When it comes to guidelines I'd like them to have some force in them too like some oversight that stipulates the maximum spend one game title can squeeze out of users. I'd limit it at say £60 top which must be reflective of how much 'value' there is in a title. So, we're used to seeing AAA rated titles with huge multimillion pound budgets charging a lot on release (£50-60) but that's value compared to spending the equivalent on a mobile phone game with blocky graphics and very limited scope.
Someone very recently introduced me to a game called Zombie Frontier or something and though I well enough suspected it was a freemium game and was reluctant to install it on my phone I did so anyway just to satisfy them really. It's a social experience sometimes (peer pressure eh?) I'm old enough and sensible enough to make my own choices but still. Anyway, I'm not great at the game (but not dire either) which is a kind of FPS and there's enormous pressure to pay out for extra ammo and upgrades to take some of the pressure off. Again, my decision but the prices are ridiculously high in my view. I can't access the game right now but the top value pack was close to £80 or something. The other cheaper options I could see would quickly expend themselves so they didn't look very good value at all.

- - -

Objectives:
• a. Answer these from the post on game pricing:
(i) What maximum spend per game title does the writer propose?
(ii) What kind of game is the one the writer was recently introduced to?
(iii) About how much did its top value pack cost?
• b. Write the next paragraph of the post on game pricing, picking up after its last sentence.

[A run of records]
- - -

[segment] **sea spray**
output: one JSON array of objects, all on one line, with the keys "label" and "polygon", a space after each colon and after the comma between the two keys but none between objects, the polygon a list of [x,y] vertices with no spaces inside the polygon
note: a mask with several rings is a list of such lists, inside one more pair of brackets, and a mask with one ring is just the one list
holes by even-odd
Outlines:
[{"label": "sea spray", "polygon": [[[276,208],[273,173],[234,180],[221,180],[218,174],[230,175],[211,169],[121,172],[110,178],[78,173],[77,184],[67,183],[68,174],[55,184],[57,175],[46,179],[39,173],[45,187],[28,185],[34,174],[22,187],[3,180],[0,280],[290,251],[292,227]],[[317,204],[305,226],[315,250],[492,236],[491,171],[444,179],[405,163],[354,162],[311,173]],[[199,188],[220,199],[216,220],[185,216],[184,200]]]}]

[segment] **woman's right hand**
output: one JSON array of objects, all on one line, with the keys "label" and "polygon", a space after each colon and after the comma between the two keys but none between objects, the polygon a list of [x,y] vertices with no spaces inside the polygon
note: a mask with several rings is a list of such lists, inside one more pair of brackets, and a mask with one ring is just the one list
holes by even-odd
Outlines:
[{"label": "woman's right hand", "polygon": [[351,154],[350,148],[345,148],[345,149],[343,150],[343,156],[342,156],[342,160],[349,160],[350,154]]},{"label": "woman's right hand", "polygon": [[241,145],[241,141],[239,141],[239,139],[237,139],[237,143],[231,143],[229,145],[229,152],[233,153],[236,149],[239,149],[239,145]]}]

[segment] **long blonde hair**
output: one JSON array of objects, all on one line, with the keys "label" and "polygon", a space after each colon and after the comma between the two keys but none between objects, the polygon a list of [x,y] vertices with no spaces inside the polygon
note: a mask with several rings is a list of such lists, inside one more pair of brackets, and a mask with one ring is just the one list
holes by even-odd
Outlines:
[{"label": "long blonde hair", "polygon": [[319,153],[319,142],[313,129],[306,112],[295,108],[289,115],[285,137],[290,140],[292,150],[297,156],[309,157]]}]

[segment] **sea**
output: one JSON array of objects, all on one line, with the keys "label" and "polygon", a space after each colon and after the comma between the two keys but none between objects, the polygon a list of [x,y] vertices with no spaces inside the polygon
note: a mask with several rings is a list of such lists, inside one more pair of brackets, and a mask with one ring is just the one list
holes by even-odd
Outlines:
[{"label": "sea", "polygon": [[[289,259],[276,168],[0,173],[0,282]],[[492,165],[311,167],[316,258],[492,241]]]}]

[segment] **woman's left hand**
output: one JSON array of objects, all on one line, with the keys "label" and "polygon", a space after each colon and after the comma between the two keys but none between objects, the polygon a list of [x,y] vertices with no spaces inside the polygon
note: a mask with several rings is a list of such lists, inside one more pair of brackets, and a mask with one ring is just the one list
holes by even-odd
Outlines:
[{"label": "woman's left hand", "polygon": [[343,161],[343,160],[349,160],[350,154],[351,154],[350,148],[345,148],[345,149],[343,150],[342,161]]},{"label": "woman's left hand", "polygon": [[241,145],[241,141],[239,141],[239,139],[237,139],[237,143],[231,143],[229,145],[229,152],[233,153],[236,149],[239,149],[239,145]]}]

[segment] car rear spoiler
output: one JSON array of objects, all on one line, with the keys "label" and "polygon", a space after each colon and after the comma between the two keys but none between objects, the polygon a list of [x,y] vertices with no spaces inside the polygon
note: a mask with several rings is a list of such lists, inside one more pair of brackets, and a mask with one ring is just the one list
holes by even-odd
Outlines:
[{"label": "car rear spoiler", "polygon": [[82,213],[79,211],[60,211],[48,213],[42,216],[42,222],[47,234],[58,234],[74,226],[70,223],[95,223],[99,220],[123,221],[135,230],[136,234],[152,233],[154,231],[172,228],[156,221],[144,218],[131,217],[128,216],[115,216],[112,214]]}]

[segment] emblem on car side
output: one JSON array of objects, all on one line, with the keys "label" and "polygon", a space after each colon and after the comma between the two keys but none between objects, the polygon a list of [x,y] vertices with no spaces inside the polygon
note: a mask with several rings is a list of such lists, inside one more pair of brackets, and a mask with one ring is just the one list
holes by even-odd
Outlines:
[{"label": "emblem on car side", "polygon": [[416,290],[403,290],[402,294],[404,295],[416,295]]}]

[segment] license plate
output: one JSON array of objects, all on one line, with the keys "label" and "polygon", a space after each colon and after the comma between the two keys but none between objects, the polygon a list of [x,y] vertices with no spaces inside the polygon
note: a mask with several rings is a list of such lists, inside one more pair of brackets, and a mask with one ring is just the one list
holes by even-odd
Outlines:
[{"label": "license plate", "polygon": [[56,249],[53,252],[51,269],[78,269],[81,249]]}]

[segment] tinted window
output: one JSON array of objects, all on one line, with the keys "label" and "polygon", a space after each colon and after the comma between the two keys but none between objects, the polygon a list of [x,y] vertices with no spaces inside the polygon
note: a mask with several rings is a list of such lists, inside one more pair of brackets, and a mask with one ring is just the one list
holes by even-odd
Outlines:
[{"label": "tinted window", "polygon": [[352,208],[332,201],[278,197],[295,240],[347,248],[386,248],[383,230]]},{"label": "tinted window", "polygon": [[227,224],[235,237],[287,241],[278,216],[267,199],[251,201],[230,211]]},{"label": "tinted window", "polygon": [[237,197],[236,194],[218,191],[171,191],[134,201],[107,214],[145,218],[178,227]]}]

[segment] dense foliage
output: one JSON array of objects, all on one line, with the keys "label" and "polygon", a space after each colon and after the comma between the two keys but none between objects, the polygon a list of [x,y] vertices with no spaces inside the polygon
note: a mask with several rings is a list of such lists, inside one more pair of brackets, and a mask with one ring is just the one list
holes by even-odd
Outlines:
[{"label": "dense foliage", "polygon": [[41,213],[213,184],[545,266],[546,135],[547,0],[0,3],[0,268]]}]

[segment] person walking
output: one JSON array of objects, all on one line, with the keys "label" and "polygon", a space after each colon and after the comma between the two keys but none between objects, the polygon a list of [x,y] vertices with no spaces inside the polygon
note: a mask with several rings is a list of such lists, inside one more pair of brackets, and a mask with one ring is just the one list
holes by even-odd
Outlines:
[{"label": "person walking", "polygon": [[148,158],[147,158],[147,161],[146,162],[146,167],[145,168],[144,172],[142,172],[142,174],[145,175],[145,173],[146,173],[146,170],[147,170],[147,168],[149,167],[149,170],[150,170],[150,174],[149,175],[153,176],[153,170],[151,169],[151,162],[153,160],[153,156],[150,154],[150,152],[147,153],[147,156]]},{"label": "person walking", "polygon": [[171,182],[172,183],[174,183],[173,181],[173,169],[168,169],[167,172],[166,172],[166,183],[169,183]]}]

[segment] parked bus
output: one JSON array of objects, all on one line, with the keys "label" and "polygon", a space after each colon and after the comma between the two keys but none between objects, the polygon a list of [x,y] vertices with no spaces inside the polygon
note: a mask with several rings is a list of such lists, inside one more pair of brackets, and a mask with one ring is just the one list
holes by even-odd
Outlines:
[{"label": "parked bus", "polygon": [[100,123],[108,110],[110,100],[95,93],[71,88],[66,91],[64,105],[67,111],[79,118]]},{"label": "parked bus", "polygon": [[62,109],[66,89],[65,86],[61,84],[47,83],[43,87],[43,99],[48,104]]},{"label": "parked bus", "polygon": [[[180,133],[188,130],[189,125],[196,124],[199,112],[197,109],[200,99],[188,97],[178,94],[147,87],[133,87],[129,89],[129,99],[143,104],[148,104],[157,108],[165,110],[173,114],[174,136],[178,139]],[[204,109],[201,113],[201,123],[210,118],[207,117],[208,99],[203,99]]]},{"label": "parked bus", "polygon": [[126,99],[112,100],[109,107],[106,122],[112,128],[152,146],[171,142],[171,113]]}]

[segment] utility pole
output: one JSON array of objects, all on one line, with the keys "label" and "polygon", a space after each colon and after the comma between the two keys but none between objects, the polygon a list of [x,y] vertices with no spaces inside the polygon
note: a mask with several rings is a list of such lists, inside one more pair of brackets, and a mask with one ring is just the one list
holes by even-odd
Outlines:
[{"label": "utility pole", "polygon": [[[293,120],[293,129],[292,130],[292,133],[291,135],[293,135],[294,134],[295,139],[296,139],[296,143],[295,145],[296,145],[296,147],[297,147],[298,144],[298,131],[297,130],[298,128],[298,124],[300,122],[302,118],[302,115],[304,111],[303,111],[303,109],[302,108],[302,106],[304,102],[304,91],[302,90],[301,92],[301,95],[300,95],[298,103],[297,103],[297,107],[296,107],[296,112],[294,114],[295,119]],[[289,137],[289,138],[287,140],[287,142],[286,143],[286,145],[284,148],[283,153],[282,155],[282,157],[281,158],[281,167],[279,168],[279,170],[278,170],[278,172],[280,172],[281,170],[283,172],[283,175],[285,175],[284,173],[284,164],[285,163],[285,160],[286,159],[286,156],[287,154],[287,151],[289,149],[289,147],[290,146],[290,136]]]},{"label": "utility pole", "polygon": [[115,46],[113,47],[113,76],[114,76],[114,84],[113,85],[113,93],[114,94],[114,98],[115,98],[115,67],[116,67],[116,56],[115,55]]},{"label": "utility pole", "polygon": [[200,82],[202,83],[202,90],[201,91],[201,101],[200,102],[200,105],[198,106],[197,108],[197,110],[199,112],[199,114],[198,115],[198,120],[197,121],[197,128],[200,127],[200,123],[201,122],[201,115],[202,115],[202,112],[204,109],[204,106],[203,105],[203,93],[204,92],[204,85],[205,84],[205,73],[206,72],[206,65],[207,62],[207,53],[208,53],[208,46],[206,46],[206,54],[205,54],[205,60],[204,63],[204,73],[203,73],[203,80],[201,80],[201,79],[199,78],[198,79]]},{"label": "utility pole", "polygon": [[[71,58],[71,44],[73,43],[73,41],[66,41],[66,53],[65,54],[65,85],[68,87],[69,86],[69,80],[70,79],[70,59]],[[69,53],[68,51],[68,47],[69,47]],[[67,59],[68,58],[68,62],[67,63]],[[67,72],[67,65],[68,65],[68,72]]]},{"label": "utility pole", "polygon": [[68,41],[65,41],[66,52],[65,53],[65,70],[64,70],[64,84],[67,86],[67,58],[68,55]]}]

- - -

Exercise answers:
• a.
(i) £60 at most.
(ii) A kind of FPS.
(iii) Close to £80.

• b.
But... hang on? A mobile phone FPS that's not exactly on par with today's console/PC shooters. I mean, there's a lot lot less entertainment in it than even BF1942 and BF2 and games from yonks ago. And they want £80??? And that's good value too compared to a lot of the other schluck I've read about in similar articles on in-game micro transactions.
I'd hate to be a parent and especially one who wasn't tech/game savvy enough to keep their kids away from what I see is a very morally dubious form of making a living through in game payments. Yeah, it can be done right and more can be done to secure payments through having adult level payment authorisations but this won't stop kids whining and putting pressure on parents to unlock such and such in their iOS/Android games will it?
Read the BBC article and you'll see some of the (underhand) tactics devs use to illicit money from their target gamers. Pretty disgusting in my view but you may feel differently. I'm not saying ban in-game transactions but man, there's gotta be a whole lot more that needs doing to properly protect consumers. It's no surprise the top app earners are often the free ones.